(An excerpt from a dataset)
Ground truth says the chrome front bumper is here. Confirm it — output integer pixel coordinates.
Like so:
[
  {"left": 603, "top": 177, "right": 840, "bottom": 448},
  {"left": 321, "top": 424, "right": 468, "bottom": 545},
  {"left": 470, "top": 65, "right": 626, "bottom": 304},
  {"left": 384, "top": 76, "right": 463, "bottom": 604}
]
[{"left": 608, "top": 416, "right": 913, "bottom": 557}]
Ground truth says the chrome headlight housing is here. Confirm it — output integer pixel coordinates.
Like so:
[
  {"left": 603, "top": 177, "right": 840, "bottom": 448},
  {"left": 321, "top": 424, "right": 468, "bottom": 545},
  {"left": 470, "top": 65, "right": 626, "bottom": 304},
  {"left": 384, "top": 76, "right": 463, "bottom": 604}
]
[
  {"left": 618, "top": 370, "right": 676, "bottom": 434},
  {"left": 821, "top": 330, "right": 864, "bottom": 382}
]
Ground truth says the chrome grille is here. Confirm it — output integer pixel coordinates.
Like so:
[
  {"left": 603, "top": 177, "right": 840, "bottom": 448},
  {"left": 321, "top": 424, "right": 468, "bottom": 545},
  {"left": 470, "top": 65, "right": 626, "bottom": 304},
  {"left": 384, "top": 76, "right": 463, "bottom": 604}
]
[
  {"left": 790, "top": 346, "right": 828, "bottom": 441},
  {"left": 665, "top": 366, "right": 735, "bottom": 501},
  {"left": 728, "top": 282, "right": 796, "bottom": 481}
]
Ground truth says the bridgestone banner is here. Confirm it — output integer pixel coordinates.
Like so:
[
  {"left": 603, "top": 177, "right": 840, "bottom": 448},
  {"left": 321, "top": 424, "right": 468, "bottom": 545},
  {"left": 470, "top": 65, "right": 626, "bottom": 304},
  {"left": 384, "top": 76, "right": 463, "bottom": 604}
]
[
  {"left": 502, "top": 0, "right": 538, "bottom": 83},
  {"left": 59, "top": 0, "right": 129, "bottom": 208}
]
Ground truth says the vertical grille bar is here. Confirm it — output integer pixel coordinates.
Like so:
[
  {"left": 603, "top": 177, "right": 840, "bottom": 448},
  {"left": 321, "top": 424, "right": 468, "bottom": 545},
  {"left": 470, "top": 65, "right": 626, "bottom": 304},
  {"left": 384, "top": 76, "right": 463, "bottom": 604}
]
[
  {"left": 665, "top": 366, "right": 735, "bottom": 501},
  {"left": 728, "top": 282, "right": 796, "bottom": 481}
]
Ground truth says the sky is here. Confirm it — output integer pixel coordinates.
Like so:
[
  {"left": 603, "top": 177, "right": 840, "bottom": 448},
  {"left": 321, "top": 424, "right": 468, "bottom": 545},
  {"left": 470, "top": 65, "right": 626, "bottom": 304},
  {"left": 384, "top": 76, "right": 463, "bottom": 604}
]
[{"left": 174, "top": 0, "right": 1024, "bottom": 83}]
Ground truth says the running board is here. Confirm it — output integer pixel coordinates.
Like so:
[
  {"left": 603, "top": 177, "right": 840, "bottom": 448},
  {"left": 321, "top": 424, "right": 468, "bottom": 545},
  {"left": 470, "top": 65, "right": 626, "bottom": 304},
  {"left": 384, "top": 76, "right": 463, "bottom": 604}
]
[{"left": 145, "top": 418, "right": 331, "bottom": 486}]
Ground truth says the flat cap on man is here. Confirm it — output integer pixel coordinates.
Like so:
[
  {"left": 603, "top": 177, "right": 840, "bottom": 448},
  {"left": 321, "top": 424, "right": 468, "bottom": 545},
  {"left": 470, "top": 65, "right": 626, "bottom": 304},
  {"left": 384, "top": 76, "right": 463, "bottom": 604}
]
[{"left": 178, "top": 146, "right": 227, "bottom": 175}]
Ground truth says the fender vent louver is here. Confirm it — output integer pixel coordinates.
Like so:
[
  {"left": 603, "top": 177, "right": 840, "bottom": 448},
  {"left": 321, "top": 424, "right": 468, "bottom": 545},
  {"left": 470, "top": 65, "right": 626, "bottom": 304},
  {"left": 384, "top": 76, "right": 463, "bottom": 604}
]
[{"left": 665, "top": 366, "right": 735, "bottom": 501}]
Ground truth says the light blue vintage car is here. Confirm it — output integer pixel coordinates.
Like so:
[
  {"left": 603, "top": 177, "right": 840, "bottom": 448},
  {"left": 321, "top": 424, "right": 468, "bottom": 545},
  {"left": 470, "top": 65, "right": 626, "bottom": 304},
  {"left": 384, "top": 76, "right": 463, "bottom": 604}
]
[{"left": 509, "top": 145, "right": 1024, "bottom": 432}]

==

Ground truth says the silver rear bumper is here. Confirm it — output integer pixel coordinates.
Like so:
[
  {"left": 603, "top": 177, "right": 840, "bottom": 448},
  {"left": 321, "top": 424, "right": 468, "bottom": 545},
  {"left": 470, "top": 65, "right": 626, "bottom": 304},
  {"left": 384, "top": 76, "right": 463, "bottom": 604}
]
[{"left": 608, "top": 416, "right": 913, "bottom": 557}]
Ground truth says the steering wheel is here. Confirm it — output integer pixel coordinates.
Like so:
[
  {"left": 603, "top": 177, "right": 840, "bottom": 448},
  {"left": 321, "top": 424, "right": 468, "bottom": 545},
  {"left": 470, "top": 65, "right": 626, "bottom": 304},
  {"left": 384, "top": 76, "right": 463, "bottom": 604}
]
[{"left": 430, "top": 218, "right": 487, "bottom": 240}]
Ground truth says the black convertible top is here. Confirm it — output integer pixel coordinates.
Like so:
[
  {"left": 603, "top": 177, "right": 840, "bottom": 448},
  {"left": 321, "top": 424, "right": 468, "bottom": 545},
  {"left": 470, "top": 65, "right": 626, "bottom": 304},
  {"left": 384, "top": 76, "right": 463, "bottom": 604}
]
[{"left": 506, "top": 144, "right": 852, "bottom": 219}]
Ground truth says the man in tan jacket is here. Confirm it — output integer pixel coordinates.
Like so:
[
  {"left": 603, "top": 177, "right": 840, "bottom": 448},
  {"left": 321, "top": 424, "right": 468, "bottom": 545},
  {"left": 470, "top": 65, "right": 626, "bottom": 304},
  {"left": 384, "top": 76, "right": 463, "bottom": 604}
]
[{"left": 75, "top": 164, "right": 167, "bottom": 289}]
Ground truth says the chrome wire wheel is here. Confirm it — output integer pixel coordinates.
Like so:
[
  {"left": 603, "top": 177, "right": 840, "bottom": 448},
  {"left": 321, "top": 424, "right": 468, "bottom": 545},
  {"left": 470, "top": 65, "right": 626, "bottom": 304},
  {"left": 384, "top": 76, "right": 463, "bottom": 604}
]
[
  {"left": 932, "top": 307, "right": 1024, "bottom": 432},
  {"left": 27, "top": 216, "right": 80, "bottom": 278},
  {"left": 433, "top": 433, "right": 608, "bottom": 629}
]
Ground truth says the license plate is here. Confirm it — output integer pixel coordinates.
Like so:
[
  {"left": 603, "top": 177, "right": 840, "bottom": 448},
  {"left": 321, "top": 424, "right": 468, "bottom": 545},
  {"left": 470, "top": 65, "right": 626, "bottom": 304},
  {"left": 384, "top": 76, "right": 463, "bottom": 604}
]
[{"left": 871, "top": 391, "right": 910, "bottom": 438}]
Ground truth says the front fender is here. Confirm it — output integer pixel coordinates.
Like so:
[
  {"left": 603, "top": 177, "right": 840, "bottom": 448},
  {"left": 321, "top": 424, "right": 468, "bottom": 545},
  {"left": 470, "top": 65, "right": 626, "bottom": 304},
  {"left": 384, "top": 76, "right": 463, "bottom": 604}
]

==

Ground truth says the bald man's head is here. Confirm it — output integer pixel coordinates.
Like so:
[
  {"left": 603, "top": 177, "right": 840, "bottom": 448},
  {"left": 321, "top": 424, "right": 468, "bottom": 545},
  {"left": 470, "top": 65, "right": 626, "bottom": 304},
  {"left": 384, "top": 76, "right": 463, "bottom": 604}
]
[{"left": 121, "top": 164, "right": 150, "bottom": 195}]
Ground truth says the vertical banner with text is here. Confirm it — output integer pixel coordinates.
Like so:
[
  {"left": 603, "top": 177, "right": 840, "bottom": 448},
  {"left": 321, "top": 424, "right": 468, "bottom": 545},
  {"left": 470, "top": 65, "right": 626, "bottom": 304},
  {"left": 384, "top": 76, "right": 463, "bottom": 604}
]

WHAT YOU ARE ASKED TO DO:
Please pull out every line of the material above that contains the string "front" and copy each of those lines in full.

SOLUTION TO THIS TASK:
Ground truth says the chrome front bumper is here. Confirm it — output integer pixel coordinates.
Ground truth says the front fender is here. Confirm it — output integer pixel coordinates.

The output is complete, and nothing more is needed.